START Selected excerpt

There was a charity chili cook-off at my day job today. It’s kind of a funny story how I got involved: I was walking through the office, and a woman asks me if I’m going to make chili. I didn’t know about the cook-off, so I was like, “Uh… no…”
Later, I went to a meeting, and my boss said, “Oh! Matt can make chili!” I got that strange turny-stomach feeling, as if some kind of prophesy were playing out right before me. I had never made chili before, and these people were talking about me making it.
Well, I learned about the cook-off, and I got kind of excited, because I have a crock pot, but it just sits there and gets dusty, and I have to clean it every so often. Aristotle would say that it is unhappy because it’s not performing the task it was made to perform: cooking things really slowly.
Thursday night came around, and I boogied over to the grocery store and bought raw materials as opposed to the microwaveable stuff I usually pack into my shopping cart. On the way home, Black Sabbath’s “Children Of The Grave” came on the shuffle, and my chili’s name came to me: Chili Of The Grave.
I made my chili, and almost used a habanero pepper a lady gave to me (I thought it was an Anaheim pepper)… I brought my chili in this morning, and I WON THE EFFING CONTEST!! It was the most labor-intensive cooking project I had ever undertaken, not to mention the first time I ever made chili. With this chili, I took top place in a field of 12 or 13. I won a kick-ass apron equipped with a tethered bottle opener and a beer holder.
So, loyal readers, I decided I couldn’t keep my wondrous chili a secret, and I have decided to share my recipe here with you, right now. This is a sweet, seafood based chili. Get a pen ready… or just use your printer… or save a tree and read it off your computer screen…
Chili Of The Grave
Chili Of The Grave
- One 12 oz. can of tomato paste
- One 12 oz. can of diced peeled tomatoes
- One 15 oz. can of pinto beans
- One 15 oz. can of black beans
- 20 oz. of raw, peeled, de-veined and de-turded shrimp
- One Anaheim pepper, cored and diced
- Two jalapeños, cored and diced
- One half of a white onion, diced
- Three garlic cloves, chopped
- One cup of brown sugar
- One cup of apple cider vinegar
- Two tablespoons of unsweetened cocoa powder
- Three tablespoons of chili powder
- Two tablespoons of cumin
- One tablespoon of oregano
- Three bay leaves
- A teaspoon of ground black pepper
- A Tablespoon of salt
- A 99 cent bottle of Louisiana Hot Sauce
First, wash your damn hands. Use soap too. LISTEN TO ME! This is important. Washing your hands is one of the best ways to prevent the spread of infectious disease.
Are your hands washed? Good. OK, empty the shrimp into a mixing bowl, and then dump the whole bottle of hot sauce on them. Cover it with some plastic wrap, and shake it up, and then set it aside. We’ll revisit the shrimp later.
I soaked a paper towel with some vegetable oil and rubbed it on the inside of the crock to make it easier to clean later. This strategy seemed to have worked.
Next, drain out the cans of beans. I did this by partially opening the can on two sides and then setting it on the edge of the sink. I didn’t want any of that bean liquid in my chili.

END Selected excerpt
START Data to examine

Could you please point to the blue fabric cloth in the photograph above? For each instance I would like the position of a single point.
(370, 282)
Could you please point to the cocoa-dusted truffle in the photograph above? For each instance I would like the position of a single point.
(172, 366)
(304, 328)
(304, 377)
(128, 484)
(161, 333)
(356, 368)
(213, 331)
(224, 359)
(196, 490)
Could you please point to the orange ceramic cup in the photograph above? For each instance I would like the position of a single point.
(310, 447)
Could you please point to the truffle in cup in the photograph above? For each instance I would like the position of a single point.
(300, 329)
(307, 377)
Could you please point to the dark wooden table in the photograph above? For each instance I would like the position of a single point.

END Data to examine
START Data to examine

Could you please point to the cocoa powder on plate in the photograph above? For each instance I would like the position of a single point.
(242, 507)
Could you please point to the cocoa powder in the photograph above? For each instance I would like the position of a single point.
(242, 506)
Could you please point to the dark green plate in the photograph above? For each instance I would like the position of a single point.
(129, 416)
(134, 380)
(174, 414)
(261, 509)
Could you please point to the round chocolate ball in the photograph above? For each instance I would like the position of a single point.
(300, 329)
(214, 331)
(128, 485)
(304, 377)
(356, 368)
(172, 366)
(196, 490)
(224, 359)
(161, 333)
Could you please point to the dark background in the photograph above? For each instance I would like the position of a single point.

END Data to examine
START Data to examine

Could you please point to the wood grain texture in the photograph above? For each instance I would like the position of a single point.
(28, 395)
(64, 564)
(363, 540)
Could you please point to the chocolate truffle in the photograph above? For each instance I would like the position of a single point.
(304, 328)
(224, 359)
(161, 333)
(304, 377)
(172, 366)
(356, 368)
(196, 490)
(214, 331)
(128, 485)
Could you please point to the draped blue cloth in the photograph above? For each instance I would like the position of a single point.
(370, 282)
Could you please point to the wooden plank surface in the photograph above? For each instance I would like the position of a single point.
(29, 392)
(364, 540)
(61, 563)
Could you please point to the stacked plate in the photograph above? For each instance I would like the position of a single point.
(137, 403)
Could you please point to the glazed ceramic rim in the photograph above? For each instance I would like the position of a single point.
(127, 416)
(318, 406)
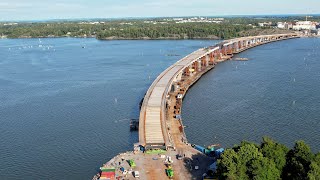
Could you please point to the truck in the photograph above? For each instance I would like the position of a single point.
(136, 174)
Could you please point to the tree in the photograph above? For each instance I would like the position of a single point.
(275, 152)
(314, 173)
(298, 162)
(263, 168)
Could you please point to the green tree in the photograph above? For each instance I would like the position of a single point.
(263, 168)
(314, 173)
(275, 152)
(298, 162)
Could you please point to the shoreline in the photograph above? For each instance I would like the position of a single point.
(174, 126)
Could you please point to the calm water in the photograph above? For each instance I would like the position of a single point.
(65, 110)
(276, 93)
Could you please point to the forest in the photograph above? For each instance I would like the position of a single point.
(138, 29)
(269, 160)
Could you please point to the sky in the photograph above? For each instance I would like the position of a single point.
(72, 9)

END Data to examine

#### Tasks for this exercise
1 – Translate this sentence from the chili cook-off post into Spanish: "Washing your hands is one of the best ways to prevent the spread of infectious disease."
2 – Reproduce everything in the chili cook-off post from "Later, I went" down to "me making it.", unchanged.

#### Your responses
1 – Lavarse las manos es una de las mejores maneras de prevenir la propagación de enfermedades infecciosas.

2 –
Later, I went to a meeting, and my boss said, “Oh! Matt can make chili!” I got that strange turny-stomach feeling, as if some kind of prophesy were playing out right before me. I had never made chili before, and these people were talking about me making it.